--- Begin Stored data ---
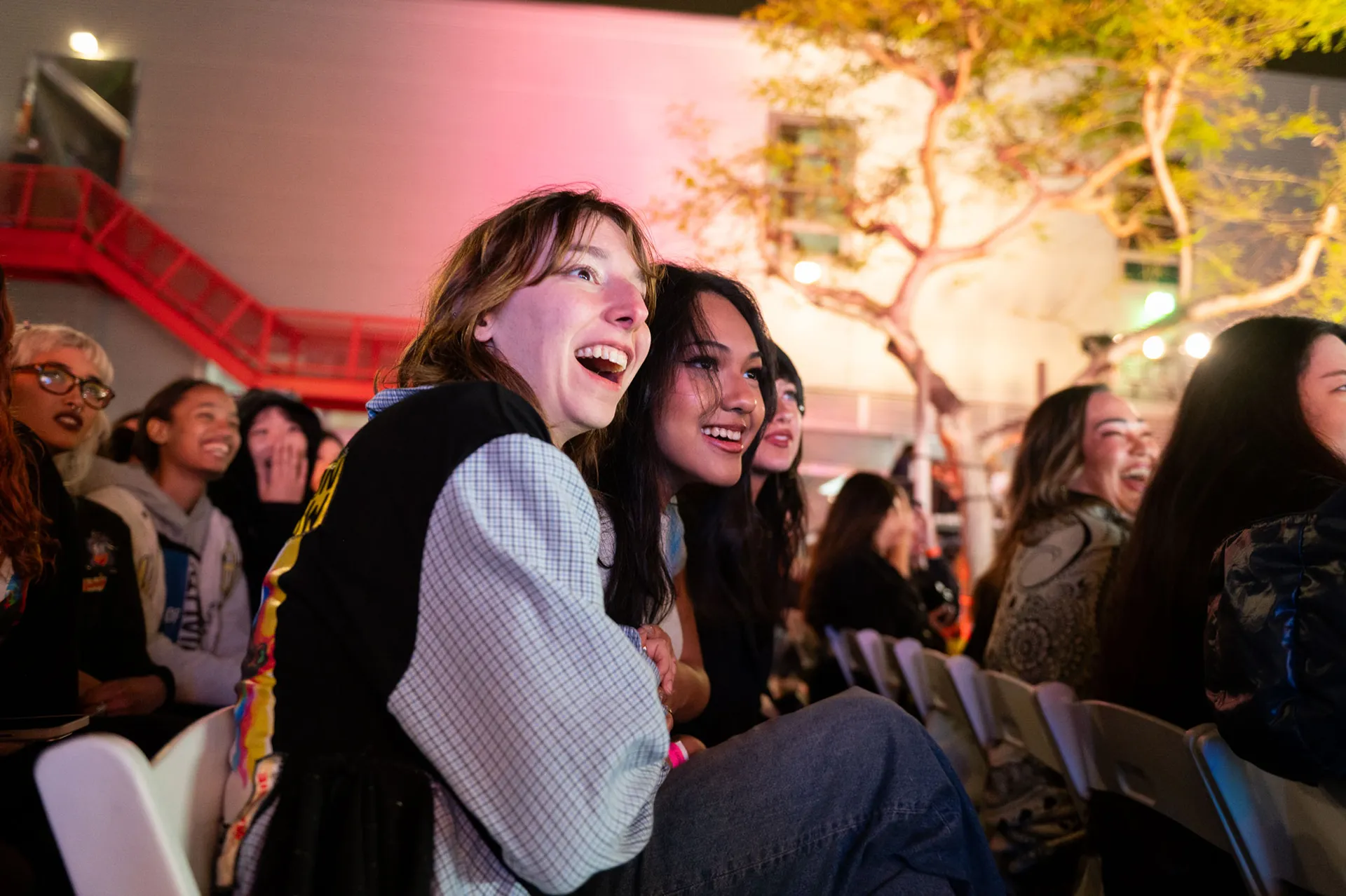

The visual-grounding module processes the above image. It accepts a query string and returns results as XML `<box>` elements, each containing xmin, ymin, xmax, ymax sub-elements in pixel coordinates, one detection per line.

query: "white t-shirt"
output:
<box><xmin>597</xmin><ymin>503</ymin><xmax>686</xmax><ymax>656</ymax></box>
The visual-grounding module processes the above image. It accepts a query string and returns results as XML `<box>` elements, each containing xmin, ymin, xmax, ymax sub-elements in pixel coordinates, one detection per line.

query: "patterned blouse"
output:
<box><xmin>985</xmin><ymin>501</ymin><xmax>1131</xmax><ymax>698</ymax></box>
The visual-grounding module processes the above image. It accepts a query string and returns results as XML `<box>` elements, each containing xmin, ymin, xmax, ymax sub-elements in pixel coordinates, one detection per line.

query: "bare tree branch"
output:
<box><xmin>1103</xmin><ymin>203</ymin><xmax>1340</xmax><ymax>360</ymax></box>
<box><xmin>1141</xmin><ymin>54</ymin><xmax>1197</xmax><ymax>301</ymax></box>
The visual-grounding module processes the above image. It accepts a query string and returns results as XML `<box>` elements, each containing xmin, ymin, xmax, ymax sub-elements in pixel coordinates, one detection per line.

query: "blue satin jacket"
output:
<box><xmin>1206</xmin><ymin>489</ymin><xmax>1346</xmax><ymax>785</ymax></box>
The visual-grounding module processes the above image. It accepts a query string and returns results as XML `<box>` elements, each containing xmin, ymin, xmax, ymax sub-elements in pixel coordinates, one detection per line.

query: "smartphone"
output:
<box><xmin>0</xmin><ymin>716</ymin><xmax>89</xmax><ymax>742</ymax></box>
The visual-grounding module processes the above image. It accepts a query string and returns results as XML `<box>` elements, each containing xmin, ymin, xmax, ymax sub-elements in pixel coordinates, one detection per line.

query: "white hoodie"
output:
<box><xmin>79</xmin><ymin>457</ymin><xmax>252</xmax><ymax>706</ymax></box>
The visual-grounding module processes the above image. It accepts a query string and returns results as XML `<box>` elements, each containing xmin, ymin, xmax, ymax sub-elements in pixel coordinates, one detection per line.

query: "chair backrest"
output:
<box><xmin>1075</xmin><ymin>700</ymin><xmax>1233</xmax><ymax>852</ymax></box>
<box><xmin>892</xmin><ymin>638</ymin><xmax>933</xmax><ymax>721</ymax></box>
<box><xmin>981</xmin><ymin>672</ymin><xmax>1089</xmax><ymax>805</ymax></box>
<box><xmin>855</xmin><ymin>628</ymin><xmax>902</xmax><ymax>700</ymax></box>
<box><xmin>822</xmin><ymin>625</ymin><xmax>855</xmax><ymax>688</ymax></box>
<box><xmin>920</xmin><ymin>647</ymin><xmax>976</xmax><ymax>736</ymax></box>
<box><xmin>944</xmin><ymin>648</ymin><xmax>999</xmax><ymax>751</ymax></box>
<box><xmin>149</xmin><ymin>706</ymin><xmax>242</xmax><ymax>893</ymax></box>
<box><xmin>1187</xmin><ymin>725</ymin><xmax>1346</xmax><ymax>895</ymax></box>
<box><xmin>34</xmin><ymin>709</ymin><xmax>233</xmax><ymax>896</ymax></box>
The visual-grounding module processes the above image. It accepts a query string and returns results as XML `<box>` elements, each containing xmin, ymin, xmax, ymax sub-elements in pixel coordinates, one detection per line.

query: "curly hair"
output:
<box><xmin>0</xmin><ymin>268</ymin><xmax>46</xmax><ymax>578</ymax></box>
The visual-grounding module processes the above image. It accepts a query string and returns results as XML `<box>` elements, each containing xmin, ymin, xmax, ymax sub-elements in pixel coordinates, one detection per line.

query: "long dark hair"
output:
<box><xmin>756</xmin><ymin>341</ymin><xmax>809</xmax><ymax>606</ymax></box>
<box><xmin>209</xmin><ymin>389</ymin><xmax>323</xmax><ymax>521</ymax></box>
<box><xmin>132</xmin><ymin>376</ymin><xmax>219</xmax><ymax>473</ymax></box>
<box><xmin>1100</xmin><ymin>318</ymin><xmax>1346</xmax><ymax>725</ymax></box>
<box><xmin>590</xmin><ymin>265</ymin><xmax>775</xmax><ymax>625</ymax></box>
<box><xmin>977</xmin><ymin>383</ymin><xmax>1108</xmax><ymax>619</ymax></box>
<box><xmin>397</xmin><ymin>189</ymin><xmax>658</xmax><ymax>467</ymax></box>
<box><xmin>801</xmin><ymin>473</ymin><xmax>906</xmax><ymax>612</ymax></box>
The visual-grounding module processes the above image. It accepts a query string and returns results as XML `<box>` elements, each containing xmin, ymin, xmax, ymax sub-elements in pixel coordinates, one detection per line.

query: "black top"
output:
<box><xmin>76</xmin><ymin>499</ymin><xmax>174</xmax><ymax>702</ymax></box>
<box><xmin>674</xmin><ymin>612</ymin><xmax>775</xmax><ymax>747</ymax></box>
<box><xmin>808</xmin><ymin>549</ymin><xmax>945</xmax><ymax>650</ymax></box>
<box><xmin>230</xmin><ymin>498</ymin><xmax>304</xmax><ymax>616</ymax></box>
<box><xmin>0</xmin><ymin>423</ymin><xmax>79</xmax><ymax>717</ymax></box>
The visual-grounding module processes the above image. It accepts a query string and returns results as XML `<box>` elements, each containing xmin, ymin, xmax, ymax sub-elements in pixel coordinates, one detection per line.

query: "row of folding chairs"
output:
<box><xmin>827</xmin><ymin>630</ymin><xmax>1346</xmax><ymax>896</ymax></box>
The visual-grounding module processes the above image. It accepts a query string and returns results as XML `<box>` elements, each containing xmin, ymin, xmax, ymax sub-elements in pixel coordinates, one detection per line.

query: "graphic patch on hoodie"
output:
<box><xmin>159</xmin><ymin>536</ymin><xmax>205</xmax><ymax>650</ymax></box>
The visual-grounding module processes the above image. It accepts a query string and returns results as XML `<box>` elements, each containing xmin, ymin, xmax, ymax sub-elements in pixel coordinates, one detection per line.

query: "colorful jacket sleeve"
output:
<box><xmin>389</xmin><ymin>435</ymin><xmax>669</xmax><ymax>892</ymax></box>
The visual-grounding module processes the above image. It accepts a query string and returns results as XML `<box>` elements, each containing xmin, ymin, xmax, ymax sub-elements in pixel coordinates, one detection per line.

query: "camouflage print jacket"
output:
<box><xmin>1206</xmin><ymin>489</ymin><xmax>1346</xmax><ymax>783</ymax></box>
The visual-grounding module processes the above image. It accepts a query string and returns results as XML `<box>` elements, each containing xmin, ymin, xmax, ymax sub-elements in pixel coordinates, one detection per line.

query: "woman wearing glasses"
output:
<box><xmin>11</xmin><ymin>324</ymin><xmax>174</xmax><ymax>721</ymax></box>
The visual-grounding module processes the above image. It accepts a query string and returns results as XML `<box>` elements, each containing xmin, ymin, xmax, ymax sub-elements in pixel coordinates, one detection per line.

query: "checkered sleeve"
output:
<box><xmin>389</xmin><ymin>435</ymin><xmax>669</xmax><ymax>892</ymax></box>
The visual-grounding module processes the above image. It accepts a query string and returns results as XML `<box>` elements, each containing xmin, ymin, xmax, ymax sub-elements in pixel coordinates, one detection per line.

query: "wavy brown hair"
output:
<box><xmin>395</xmin><ymin>189</ymin><xmax>658</xmax><ymax>461</ymax></box>
<box><xmin>0</xmin><ymin>268</ymin><xmax>46</xmax><ymax>580</ymax></box>
<box><xmin>979</xmin><ymin>383</ymin><xmax>1108</xmax><ymax>604</ymax></box>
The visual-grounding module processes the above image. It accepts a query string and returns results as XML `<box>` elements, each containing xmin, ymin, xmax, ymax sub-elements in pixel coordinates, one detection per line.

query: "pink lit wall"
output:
<box><xmin>0</xmin><ymin>0</ymin><xmax>766</xmax><ymax>315</ymax></box>
<box><xmin>0</xmin><ymin>0</ymin><xmax>1116</xmax><ymax>409</ymax></box>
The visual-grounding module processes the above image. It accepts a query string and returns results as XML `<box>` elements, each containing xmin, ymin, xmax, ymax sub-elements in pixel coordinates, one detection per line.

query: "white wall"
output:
<box><xmin>0</xmin><ymin>0</ymin><xmax>1125</xmax><ymax>404</ymax></box>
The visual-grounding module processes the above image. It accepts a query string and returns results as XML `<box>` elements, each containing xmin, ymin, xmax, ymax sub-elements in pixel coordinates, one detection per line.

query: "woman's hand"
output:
<box><xmin>254</xmin><ymin>433</ymin><xmax>308</xmax><ymax>505</ymax></box>
<box><xmin>638</xmin><ymin>625</ymin><xmax>677</xmax><ymax>702</ymax></box>
<box><xmin>679</xmin><ymin>735</ymin><xmax>705</xmax><ymax>759</ymax></box>
<box><xmin>79</xmin><ymin>675</ymin><xmax>168</xmax><ymax>716</ymax></box>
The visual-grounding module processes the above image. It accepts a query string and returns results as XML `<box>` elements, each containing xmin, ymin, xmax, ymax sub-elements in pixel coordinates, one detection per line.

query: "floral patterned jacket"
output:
<box><xmin>985</xmin><ymin>495</ymin><xmax>1131</xmax><ymax>700</ymax></box>
<box><xmin>1204</xmin><ymin>489</ymin><xmax>1346</xmax><ymax>783</ymax></box>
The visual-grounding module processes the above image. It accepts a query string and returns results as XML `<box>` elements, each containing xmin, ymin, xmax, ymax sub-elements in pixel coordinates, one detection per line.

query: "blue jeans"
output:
<box><xmin>579</xmin><ymin>688</ymin><xmax>1004</xmax><ymax>896</ymax></box>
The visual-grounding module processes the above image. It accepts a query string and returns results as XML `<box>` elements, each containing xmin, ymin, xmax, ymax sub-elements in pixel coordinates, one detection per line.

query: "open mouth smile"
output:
<box><xmin>575</xmin><ymin>344</ymin><xmax>630</xmax><ymax>385</ymax></box>
<box><xmin>701</xmin><ymin>426</ymin><xmax>747</xmax><ymax>455</ymax></box>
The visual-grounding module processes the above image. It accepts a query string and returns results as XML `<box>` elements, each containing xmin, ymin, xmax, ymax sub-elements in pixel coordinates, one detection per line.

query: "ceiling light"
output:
--- End Stored data ---
▸ What you should do
Please gather every line from the rows above that contains the word "sleeve", and copy each one in full.

▸ Result
query: "colorful jacket sleeve"
query: "checkered sleeve"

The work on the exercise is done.